Region pointing data
▼▼▼

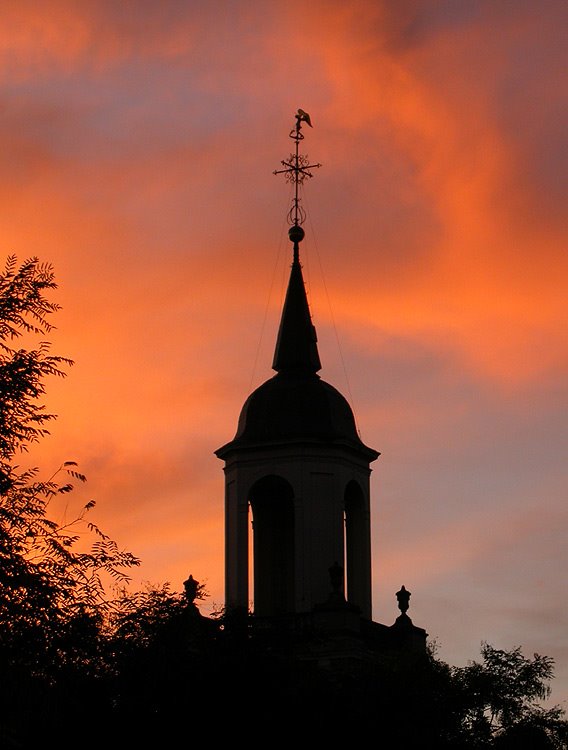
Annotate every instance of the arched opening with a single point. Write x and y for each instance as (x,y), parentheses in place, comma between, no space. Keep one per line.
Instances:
(272,503)
(356,573)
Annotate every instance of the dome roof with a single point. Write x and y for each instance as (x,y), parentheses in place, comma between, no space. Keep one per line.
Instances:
(296,404)
(296,408)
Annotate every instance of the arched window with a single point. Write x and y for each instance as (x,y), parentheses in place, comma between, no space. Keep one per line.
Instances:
(272,503)
(356,562)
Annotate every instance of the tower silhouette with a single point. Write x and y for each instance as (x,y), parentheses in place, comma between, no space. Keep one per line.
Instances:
(298,465)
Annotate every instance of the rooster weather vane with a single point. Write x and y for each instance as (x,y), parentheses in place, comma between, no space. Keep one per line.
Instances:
(296,169)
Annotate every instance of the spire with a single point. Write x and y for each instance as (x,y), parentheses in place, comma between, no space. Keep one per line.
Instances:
(296,347)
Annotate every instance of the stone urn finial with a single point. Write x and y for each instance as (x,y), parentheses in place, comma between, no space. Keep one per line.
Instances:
(403,597)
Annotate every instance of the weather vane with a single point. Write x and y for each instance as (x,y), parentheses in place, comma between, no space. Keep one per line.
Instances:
(296,169)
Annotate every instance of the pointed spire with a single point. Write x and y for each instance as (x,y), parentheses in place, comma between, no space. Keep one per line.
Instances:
(296,347)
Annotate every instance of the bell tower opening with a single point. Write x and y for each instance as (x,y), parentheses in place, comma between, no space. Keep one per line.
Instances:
(272,504)
(356,533)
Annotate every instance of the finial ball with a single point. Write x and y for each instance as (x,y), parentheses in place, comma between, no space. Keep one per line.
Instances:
(296,233)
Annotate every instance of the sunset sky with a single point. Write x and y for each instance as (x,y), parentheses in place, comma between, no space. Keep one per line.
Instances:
(138,145)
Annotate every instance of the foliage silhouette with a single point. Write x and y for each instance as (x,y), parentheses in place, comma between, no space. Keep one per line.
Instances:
(52,598)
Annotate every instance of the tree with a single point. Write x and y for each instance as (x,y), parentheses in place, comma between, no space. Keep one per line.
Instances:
(52,597)
(500,701)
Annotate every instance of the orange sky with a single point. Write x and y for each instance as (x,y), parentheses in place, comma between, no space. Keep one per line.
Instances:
(139,141)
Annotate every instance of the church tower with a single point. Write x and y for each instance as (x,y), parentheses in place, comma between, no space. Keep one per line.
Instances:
(297,466)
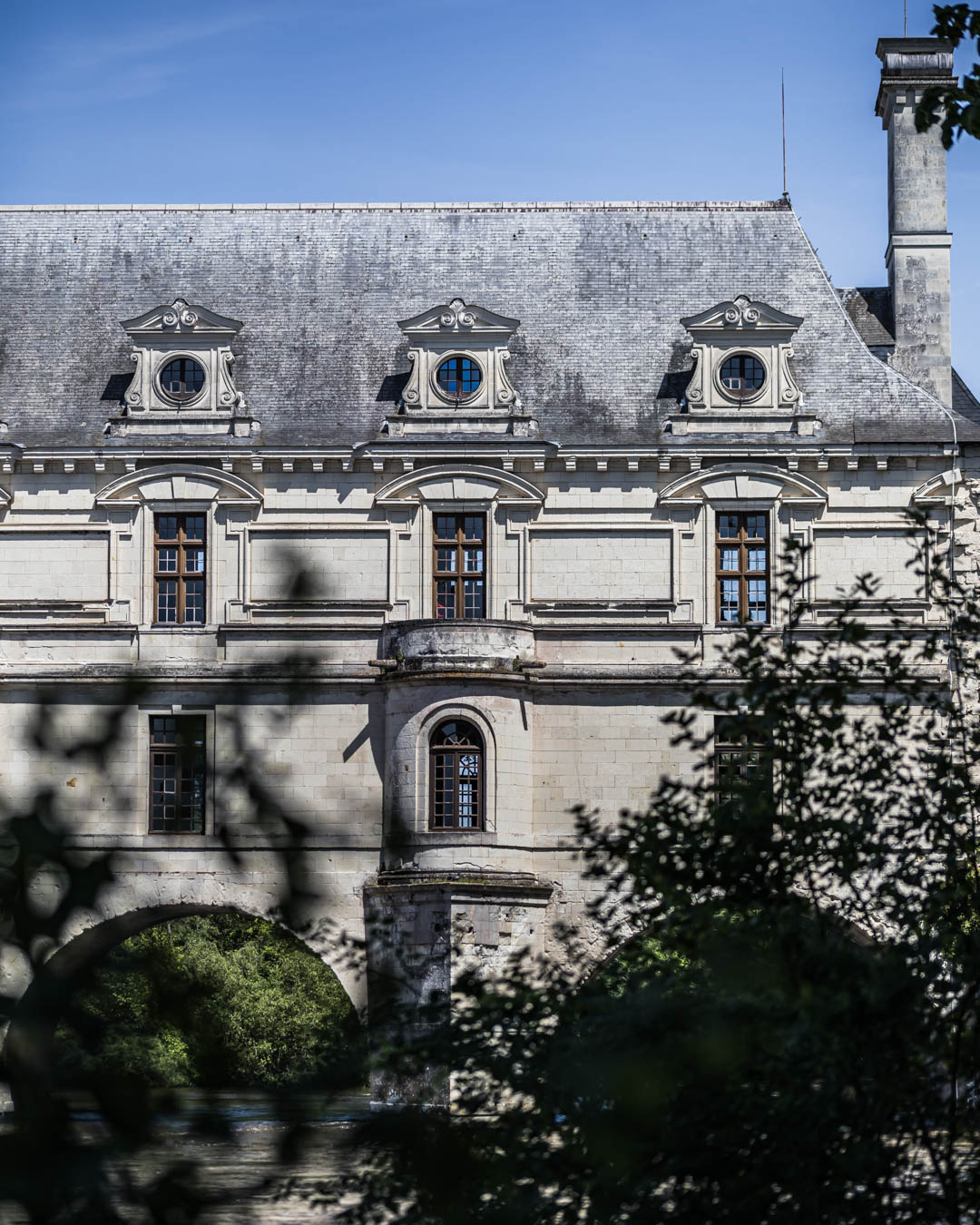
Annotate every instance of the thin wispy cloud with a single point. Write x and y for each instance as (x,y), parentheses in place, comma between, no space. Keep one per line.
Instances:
(137,63)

▲▲▲

▸ WORK TO COMPLETE: Repeat every entry above exactly as written and omit any pictures it holds.

▸ OUTPUT:
Annotate every instance of the arched opening with a single point. Write x and y for each instance as (x,y), parentheses in place, comma between, no space. Keep one per line.
Instances:
(272,503)
(356,573)
Annotate every instance of the dome roof with a single point. Write x and y for each instance as (x,y), parentheses in place, comma between, no space. Keep one per line.
Instances:
(296,404)
(296,408)
Annotate every instance of the arched window with a single point. Write x and y for each instance as (x,y), parentheses in place, comma between, no space. Keep one per line.
Instances:
(272,503)
(356,562)
Annotate every instance of the tower silhouette with a single point. Write x and y for each instance as (x,y), parentheses in place, comma between, no space. Keep one per line.
Instances:
(298,465)
Annotate every instance of the rooster weather vane with a single point. Write x and y for each instance as (x,y), parentheses in place, comma between, no space. Keep one per line.
Instances:
(296,169)
Annotate every instance of the spire with a single point. Write x and y for each instance as (x,y), parentheses in place, comma between, no space. Keep one per line.
Instances:
(296,347)
Annotate every instance of the stone urn finial with a single point. Write x and y for each instance as (x,y), parentheses in place, comma between, no space. Keep one per line.
Instances:
(403,597)
Annotate every instance of the weather vane with a single point. Write x and y for each instance as (x,y), parentheses in place, comma between, no space. Keep one per line.
Instances:
(296,169)
Annotate every instance of the pointed spire with a single point. Write x and y for each instance as (x,y), parentheses in place, comma between, no space. Keep one per line.
Instances:
(296,347)
Annotate every instance of the bell tower opening with a single point. Write x and y for each instance as (x,y), parentheses in place, comma between, no space. Keep one per line.
Instances:
(272,504)
(356,533)
Annotate every instance of the finial ball with a single point. Write x and y for each instance as (x,y), parentheses in place, comma between, no space. Keep one per line.
Instances:
(296,233)
Annotate every instance of the sunset sky with a single point. Write x and y for each instance as (x,y), parentheses in place, comma between, no space. Keep one per line.
Instances:
(138,145)
Annotate every instance of the foliage silhouette with a single point. Write x and y for each instance as (x,y), parentheses in place, comma between, no space. Keep one per line.
Instances:
(52,598)
Annotate every instance of the tree with a single point. Write x and y for each instance as (x,y), parentheses in place, comma between, no space. Keep one per line.
Instances:
(52,597)
(500,701)
Annotate every instance of the orange sky with a single point. Write x and y for each instance as (x,y), parentheses in place, comma between, no space. Keep one per line.
Instances:
(139,141)
Annotate every instance of the church tower with a single point. Write x and y for each instance as (x,y), parentheses in place, comma between, no space. Keep one per line.
Instances:
(297,466)
Annotate every instance of the thin wispy cloud with a single point. Write x and y for each instance as (x,y), parentheses in place, comma between, no space. Keep one per line.
Instances:
(137,63)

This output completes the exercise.